# SUPPLIED INFORMATION
+ + + +
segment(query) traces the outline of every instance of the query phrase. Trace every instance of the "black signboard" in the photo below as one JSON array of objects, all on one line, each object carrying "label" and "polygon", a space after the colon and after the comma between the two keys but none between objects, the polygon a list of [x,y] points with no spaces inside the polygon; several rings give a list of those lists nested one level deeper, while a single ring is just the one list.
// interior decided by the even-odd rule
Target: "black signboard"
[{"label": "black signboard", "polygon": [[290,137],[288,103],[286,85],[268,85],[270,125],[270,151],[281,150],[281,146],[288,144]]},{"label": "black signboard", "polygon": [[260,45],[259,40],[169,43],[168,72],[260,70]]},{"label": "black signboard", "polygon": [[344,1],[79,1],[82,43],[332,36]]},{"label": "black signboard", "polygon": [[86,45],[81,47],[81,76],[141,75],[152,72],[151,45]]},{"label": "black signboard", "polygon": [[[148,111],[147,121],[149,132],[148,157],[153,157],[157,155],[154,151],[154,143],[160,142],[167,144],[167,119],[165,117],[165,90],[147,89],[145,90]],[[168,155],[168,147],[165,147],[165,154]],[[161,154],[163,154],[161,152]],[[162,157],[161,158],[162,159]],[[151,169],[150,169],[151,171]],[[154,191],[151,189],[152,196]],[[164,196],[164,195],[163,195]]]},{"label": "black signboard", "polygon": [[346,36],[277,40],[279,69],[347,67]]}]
+ + + +
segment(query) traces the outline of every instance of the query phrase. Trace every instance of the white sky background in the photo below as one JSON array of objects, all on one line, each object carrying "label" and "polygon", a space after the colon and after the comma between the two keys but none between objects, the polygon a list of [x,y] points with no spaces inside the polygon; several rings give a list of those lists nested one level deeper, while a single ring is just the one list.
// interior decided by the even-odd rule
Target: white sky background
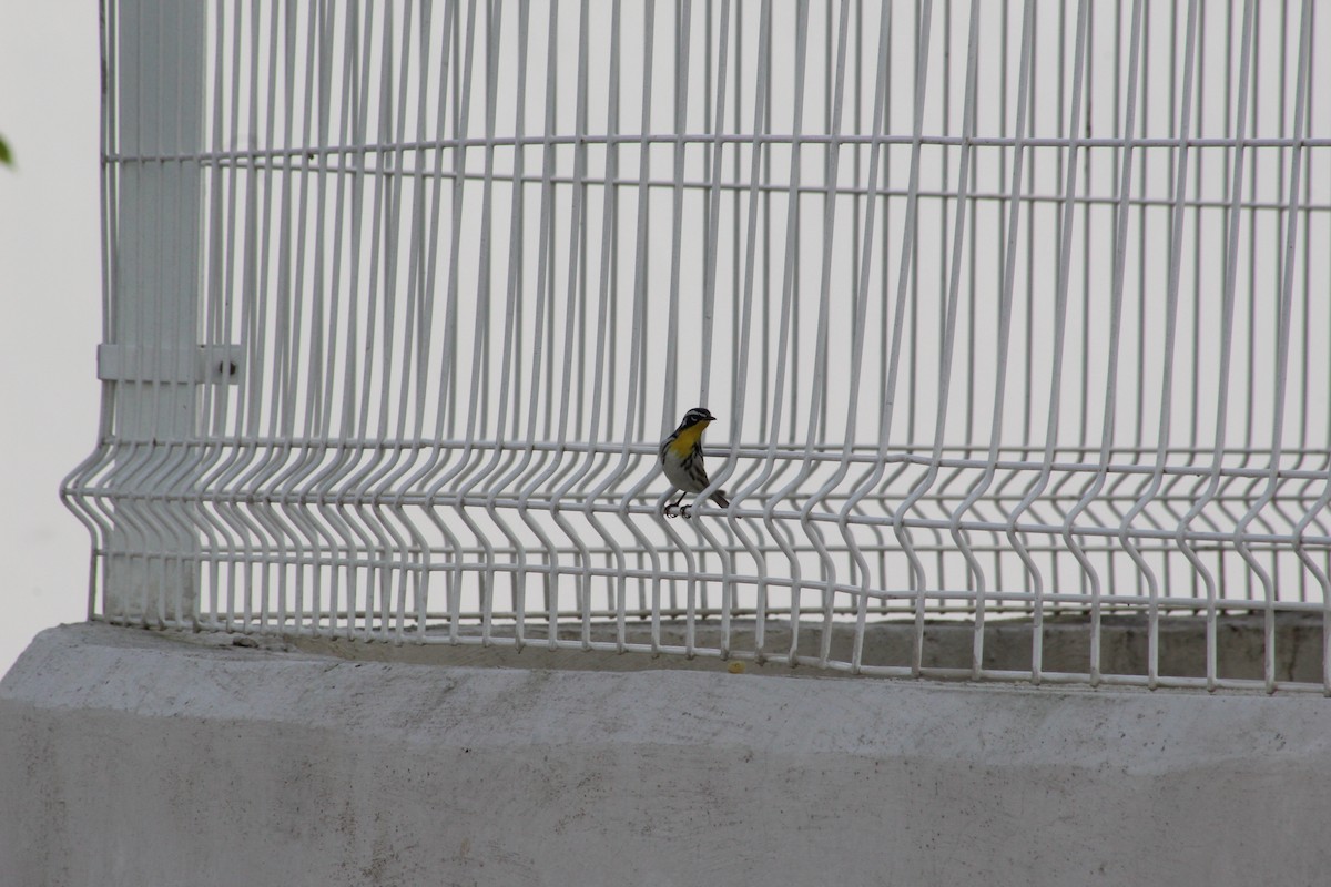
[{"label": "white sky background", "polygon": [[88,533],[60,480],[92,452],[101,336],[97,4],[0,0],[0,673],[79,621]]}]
+ + + +
# WHAT THE TASK ASKS
Which lines of the listing above contain the word "those"? Pull each one out in full.

# ANSWER IN FULL
segment(query) traces the outline of every instance of the query phrase. Trace every instance of the "black signboard" in the photo below as one JSON array of objects, all on one line, each object carrying "label" and "polygon", a space after the colon and after the comma between the two keys but none between objects, the polygon a list of [x,y] points with no spaces inside the polygon; several rings give a list of those lists nested one level deeper, while a single ring is just the one list.
segment(query) traces the outline of every instance of the query phrase. Trace every instance of the white sky background in the photo below as one JSON array of objects, all on one line, each object carrying "label" and "polygon", a space after the colon and after the comma between the two keys but none between objects, the polygon a list of [x,y] points with no spaces inside the polygon; several rings give a list of those lists nested one level deeper, while a single ring is just the one list.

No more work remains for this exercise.